= Set exercise =
Count the lines below that contain the string "train", and reply with that number alone.

======== Material provided

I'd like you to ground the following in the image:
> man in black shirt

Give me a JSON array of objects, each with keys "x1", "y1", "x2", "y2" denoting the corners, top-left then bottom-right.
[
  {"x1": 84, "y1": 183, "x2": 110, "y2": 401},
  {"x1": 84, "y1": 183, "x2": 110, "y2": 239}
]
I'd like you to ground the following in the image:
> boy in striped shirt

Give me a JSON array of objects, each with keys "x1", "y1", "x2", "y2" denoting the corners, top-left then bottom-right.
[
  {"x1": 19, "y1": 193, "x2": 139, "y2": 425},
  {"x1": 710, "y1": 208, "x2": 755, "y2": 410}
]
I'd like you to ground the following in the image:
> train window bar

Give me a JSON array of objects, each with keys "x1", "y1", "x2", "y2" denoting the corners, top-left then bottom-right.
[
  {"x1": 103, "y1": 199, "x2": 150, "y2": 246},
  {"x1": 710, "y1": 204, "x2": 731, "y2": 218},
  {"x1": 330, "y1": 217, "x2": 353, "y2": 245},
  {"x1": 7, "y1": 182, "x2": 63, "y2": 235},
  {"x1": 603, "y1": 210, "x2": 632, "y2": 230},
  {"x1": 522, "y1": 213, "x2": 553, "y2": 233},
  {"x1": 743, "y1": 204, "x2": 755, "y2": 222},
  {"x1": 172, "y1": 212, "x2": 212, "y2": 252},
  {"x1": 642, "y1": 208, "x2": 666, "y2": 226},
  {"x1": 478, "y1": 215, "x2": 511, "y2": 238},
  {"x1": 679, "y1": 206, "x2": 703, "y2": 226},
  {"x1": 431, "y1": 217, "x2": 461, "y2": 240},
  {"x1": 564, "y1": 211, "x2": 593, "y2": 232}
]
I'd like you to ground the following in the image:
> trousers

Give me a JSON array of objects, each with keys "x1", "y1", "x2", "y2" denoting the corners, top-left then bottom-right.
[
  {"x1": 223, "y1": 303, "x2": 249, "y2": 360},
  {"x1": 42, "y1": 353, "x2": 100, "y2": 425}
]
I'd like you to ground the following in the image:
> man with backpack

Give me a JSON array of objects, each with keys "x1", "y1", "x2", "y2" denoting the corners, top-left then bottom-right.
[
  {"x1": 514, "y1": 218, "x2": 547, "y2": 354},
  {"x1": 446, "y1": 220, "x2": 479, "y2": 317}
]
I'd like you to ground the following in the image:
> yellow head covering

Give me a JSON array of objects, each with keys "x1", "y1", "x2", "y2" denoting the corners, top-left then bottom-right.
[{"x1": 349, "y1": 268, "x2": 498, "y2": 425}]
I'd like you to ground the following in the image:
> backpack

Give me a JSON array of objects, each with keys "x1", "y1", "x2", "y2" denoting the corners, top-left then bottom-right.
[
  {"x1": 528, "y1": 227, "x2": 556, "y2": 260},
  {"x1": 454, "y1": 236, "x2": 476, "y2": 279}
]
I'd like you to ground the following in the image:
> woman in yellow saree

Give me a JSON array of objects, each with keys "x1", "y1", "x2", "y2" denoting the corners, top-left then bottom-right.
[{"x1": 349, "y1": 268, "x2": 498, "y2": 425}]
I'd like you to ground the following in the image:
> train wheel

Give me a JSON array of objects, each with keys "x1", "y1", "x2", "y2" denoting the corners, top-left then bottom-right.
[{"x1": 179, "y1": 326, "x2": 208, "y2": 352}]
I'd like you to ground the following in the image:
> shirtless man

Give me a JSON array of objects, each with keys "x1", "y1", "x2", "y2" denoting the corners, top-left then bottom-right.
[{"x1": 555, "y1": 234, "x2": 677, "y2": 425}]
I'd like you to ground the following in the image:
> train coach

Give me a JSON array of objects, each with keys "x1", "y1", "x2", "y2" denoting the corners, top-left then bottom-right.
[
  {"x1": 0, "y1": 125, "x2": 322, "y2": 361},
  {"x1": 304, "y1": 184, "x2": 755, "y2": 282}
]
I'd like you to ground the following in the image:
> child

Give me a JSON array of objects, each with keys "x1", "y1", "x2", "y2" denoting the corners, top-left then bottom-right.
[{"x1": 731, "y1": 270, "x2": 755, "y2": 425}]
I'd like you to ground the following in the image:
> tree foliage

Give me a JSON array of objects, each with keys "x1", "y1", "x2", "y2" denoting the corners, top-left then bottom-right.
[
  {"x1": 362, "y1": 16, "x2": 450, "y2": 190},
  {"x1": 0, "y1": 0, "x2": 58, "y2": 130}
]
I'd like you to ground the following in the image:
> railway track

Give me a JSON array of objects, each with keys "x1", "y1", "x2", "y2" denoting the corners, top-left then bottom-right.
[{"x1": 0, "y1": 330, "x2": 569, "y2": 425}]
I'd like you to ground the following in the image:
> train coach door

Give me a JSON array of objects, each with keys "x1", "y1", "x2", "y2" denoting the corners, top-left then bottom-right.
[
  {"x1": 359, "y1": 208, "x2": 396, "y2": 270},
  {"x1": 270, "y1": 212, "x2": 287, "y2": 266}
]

================

= Final result =
4